+++ Listed records +++
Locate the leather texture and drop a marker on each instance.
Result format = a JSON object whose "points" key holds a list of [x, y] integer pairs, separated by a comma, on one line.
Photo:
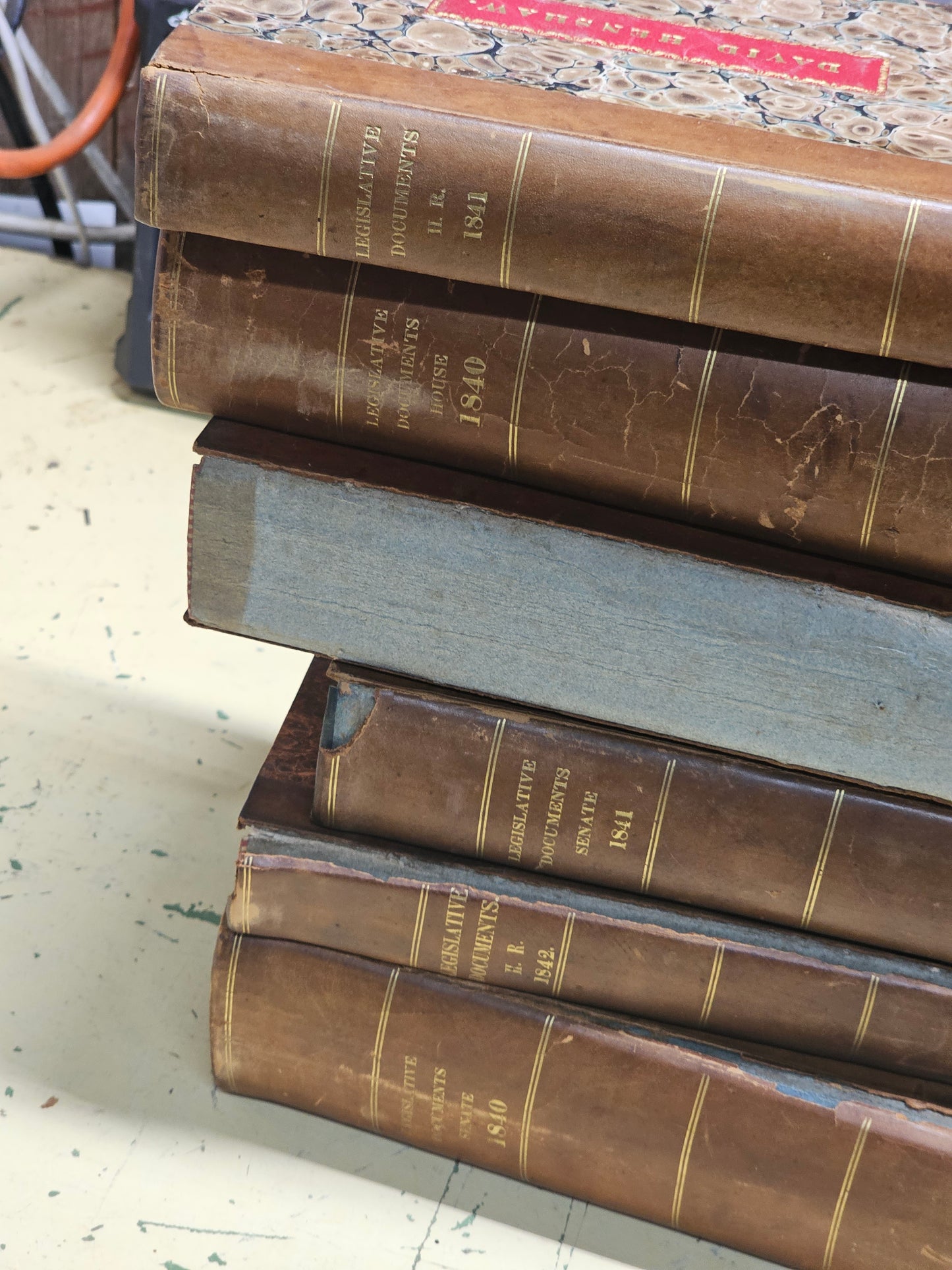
{"points": [[584, 200], [824, 451], [482, 779], [773, 1160], [560, 940]]}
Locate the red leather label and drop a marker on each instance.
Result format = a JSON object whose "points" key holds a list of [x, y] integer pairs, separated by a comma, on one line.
{"points": [[612, 28]]}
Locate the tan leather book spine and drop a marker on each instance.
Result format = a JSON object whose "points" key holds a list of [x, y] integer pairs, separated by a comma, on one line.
{"points": [[775, 1161], [536, 792], [831, 452], [569, 942], [547, 193]]}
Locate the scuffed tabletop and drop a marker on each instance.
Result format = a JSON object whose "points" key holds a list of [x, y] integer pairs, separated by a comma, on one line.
{"points": [[127, 743]]}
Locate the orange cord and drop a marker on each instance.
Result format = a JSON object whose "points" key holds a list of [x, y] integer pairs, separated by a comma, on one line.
{"points": [[94, 115]]}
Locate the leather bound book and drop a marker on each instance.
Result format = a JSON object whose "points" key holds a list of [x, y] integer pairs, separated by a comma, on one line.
{"points": [[482, 779], [472, 920], [789, 1164], [831, 452], [491, 587], [752, 168]]}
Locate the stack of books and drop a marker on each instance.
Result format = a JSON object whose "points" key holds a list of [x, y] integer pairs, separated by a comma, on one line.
{"points": [[582, 397]]}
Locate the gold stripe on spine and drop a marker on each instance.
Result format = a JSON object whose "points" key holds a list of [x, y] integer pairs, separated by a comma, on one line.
{"points": [[324, 192], [418, 923], [230, 1009], [698, 415], [531, 1096], [177, 246], [563, 956], [333, 789], [488, 785], [701, 267], [686, 1149], [519, 380], [895, 295], [379, 1047], [339, 379], [867, 1012], [657, 827], [509, 231], [900, 391], [156, 132], [822, 859], [712, 986], [845, 1193]]}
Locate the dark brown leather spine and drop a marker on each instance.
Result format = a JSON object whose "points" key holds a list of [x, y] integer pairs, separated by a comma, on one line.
{"points": [[770, 1160], [835, 453], [568, 942], [541, 793]]}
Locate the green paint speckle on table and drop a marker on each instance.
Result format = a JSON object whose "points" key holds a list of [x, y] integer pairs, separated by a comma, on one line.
{"points": [[202, 915]]}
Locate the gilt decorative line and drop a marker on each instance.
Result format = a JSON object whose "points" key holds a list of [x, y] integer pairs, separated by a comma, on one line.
{"points": [[488, 785], [505, 260], [379, 1047], [156, 131], [712, 986], [418, 923], [339, 380], [897, 294], [531, 1096], [701, 267], [862, 1026], [698, 413], [519, 380], [845, 1193], [230, 1008], [686, 1149], [901, 385], [563, 956], [334, 767], [822, 859], [657, 827], [324, 191]]}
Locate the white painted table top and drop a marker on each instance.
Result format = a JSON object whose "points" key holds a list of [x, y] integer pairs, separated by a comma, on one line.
{"points": [[128, 742]]}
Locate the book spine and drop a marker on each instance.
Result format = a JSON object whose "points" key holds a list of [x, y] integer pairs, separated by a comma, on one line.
{"points": [[824, 451], [603, 1109], [636, 815], [358, 169], [696, 973]]}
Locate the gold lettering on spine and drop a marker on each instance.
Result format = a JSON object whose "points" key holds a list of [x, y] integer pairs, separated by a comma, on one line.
{"points": [[418, 923], [698, 413], [379, 1047], [324, 191], [657, 827], [342, 345], [845, 1193], [519, 380], [822, 859], [505, 260], [177, 246], [867, 1012], [901, 385], [712, 986], [488, 785], [230, 1008], [686, 1149], [701, 267], [334, 767], [890, 324], [156, 131], [246, 894], [531, 1096], [563, 956]]}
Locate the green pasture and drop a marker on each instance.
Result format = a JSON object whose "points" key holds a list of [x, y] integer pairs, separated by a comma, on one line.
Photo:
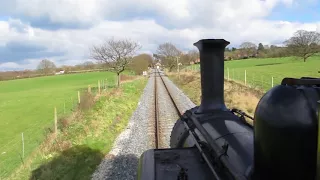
+++
Convert the stored data above into a numbered list, one line per entry, with blank lines skipped and the pictures left out.

1. Locate the leather texture and drop a marker on each instance.
2. Result format = a JSON object whose "points" key holds a list of [x, y] integer pairs, separated by a comma, on one line.
3. Photo:
4. {"points": [[584, 200], [824, 451], [482, 779], [773, 1160], [560, 940]]}
5. Locate the red leather label and drop a marker on each instance.
6. Result format = a JSON object whose "points" key holds a list of [x, y] integer pairs, separated by a comma, on one line.
7. {"points": [[612, 28]]}
8. Locate the tan leather book spine and drop a marker on each instance.
9. Result format = a JSON object whose "points" key holds a list of [x, y] integer pairs, separated by a comma, on one line.
10. {"points": [[775, 1161], [536, 792], [831, 452], [569, 942], [547, 193]]}
11. Locate the scuffed tabletop and drop a marker on each instance.
12. Result format = a JSON object whose "points" key holds a list of [x, y] integer pairs, separated by a comma, on one line.
13. {"points": [[127, 743]]}
14. Locate the orange cord and drop a marker on each instance.
15. Result format = a JSON object whose "points" key holds a list of [x, y] integer pairs, separated by a comma, on one line.
16. {"points": [[94, 115]]}
17. Locate the leather bound book and drop a marker on each instance.
18. Result format = a JSON object whose "points" key holds a list of [x, y] integer pairs, separated by a comma, on one line.
19. {"points": [[482, 779], [472, 920], [789, 1164], [831, 452], [491, 587], [752, 168]]}
20. Locate the stack of books and drop a marker on each instance.
21. Result format = a JSON object whose "points" key holds a list of [x, y] integer pairs, separated by a comma, on one line.
22. {"points": [[582, 397]]}
23. Locate the gold stripe on spine and drop a marker on each instance.
24. Result format = a JSON object whose "points" key holds a list of [x, y] integer pairs, separated by a comma, on one line.
25. {"points": [[324, 192], [418, 923], [230, 1009], [698, 415], [531, 1096], [177, 246], [563, 956], [333, 789], [488, 785], [701, 267], [686, 1149], [519, 380], [895, 295], [379, 1047], [339, 379], [867, 1012], [657, 827], [509, 231], [900, 391], [156, 132], [822, 859], [712, 986], [845, 1193]]}
26. Locate the dark brown leather spine and drop a marker on each instance.
27. Result format = a JSON object whose "points" key holds a list of [x, y] integer pairs, separated by a comma, on one line.
28. {"points": [[770, 1160], [835, 453], [568, 942], [541, 793]]}
29. Locate the green paint speckle on table and drop a marker on each instance.
30. Result format = a JSON object whose "points" key holds a list of [x, y] integer pairs, separated by a comma, on one line.
31. {"points": [[202, 915]]}
32. Locate the gilt decorative line and drop a marker on each instance.
33. Result format = a JSON object whose "points" key holds a list of [x, y] integer pairs, separated by a comma, on one line.
34. {"points": [[488, 785], [505, 260], [379, 1047], [156, 131], [712, 986], [418, 923], [339, 380], [897, 294], [531, 1096], [701, 267], [862, 1026], [698, 413], [519, 380], [845, 1193], [230, 1008], [686, 1149], [901, 385], [563, 956], [334, 767], [822, 859], [657, 827], [324, 191]]}
35. Locate the white painted table top and drop a marker on each instance.
36. Result format = a JSON object whose "points" key holds a list of [x, y] integer pairs, separated by a comma, on one line.
37. {"points": [[128, 742]]}
38. Locate the book spine and drop a marker on each instance.
39. Result format = a JSON object whose "points" key holds a list of [x, y] integer pairs, separated by a comma, on one line.
40. {"points": [[824, 451], [603, 1109], [636, 815], [358, 169], [696, 973]]}
41. Locate the gold lettering on spine and drop a marker on each instance.
42. Result format = a JSON object whose "points" key holds a list of [x, y] integer pairs, separated by a comma, on one line.
43. {"points": [[418, 923], [698, 413], [379, 1047], [324, 191], [657, 827], [342, 345], [845, 1193], [519, 380], [822, 859], [505, 260], [177, 246], [867, 1012], [901, 385], [712, 986], [488, 785], [230, 1008], [686, 1149], [701, 267], [334, 767], [890, 324], [156, 131], [246, 894], [531, 1096], [563, 956]]}
44. Locate the green pasture and drop a marker on each instance.
45. Result format = a JSON object whose "points" key holds a list of [x, y] integer pairs, separated by a comma, on one line.
46. Photo:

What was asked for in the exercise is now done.